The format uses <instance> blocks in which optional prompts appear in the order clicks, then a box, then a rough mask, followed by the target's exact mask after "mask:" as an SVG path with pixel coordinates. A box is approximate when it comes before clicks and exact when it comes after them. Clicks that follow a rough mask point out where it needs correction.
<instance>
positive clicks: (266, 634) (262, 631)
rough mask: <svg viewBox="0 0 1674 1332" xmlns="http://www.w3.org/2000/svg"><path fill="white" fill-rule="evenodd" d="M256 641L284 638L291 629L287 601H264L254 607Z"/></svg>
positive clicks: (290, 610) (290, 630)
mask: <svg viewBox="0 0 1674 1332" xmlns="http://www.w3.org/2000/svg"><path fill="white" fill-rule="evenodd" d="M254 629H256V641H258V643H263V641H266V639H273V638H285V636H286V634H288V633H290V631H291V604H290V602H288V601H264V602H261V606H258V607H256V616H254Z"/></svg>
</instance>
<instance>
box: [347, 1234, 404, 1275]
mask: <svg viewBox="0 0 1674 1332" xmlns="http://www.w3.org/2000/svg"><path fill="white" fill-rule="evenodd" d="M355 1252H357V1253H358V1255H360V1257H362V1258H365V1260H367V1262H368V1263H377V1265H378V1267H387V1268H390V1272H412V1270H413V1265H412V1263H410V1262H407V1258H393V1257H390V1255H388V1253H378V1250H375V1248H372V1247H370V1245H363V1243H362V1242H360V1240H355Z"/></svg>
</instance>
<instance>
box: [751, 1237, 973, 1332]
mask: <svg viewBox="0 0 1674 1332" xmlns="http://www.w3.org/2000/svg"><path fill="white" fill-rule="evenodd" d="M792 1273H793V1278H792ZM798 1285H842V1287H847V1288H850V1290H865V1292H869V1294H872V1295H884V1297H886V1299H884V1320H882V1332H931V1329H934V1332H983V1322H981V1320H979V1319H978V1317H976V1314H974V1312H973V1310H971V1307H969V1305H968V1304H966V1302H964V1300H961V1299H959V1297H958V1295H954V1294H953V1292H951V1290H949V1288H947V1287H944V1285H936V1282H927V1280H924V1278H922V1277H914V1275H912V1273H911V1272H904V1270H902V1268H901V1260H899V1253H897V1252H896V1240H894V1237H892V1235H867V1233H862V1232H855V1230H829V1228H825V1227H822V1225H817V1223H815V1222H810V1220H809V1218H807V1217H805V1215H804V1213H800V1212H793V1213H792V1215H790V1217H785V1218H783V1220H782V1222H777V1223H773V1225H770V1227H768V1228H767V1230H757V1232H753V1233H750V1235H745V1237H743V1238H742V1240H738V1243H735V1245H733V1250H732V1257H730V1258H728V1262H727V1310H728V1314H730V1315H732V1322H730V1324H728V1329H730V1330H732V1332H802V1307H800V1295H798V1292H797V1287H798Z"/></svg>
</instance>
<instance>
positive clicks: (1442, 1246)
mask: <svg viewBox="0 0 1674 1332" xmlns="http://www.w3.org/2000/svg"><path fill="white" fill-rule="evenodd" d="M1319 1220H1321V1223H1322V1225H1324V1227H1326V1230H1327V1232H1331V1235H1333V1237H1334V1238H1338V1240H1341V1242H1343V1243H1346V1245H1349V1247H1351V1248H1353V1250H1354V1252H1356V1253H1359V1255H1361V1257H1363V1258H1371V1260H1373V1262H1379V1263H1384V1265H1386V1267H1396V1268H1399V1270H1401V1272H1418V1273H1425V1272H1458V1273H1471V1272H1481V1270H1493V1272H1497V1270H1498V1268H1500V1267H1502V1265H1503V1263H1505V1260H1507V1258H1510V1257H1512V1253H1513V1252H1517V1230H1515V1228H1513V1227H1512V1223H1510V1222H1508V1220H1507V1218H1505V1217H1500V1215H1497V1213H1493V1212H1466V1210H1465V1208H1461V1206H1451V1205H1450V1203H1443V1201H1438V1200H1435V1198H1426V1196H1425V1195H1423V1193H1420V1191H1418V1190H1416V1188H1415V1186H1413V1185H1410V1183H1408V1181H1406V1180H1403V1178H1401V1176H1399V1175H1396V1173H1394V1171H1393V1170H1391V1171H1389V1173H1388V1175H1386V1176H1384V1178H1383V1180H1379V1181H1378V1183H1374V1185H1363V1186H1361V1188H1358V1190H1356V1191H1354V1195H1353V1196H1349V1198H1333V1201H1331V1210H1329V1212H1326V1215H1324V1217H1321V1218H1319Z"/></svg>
---+---
• **THE PROBLEM**: Count the lines above that contain the string "positive", treating uppercase and lowercase as different, and give only the number.

• **YOUR SOLUTION**: 3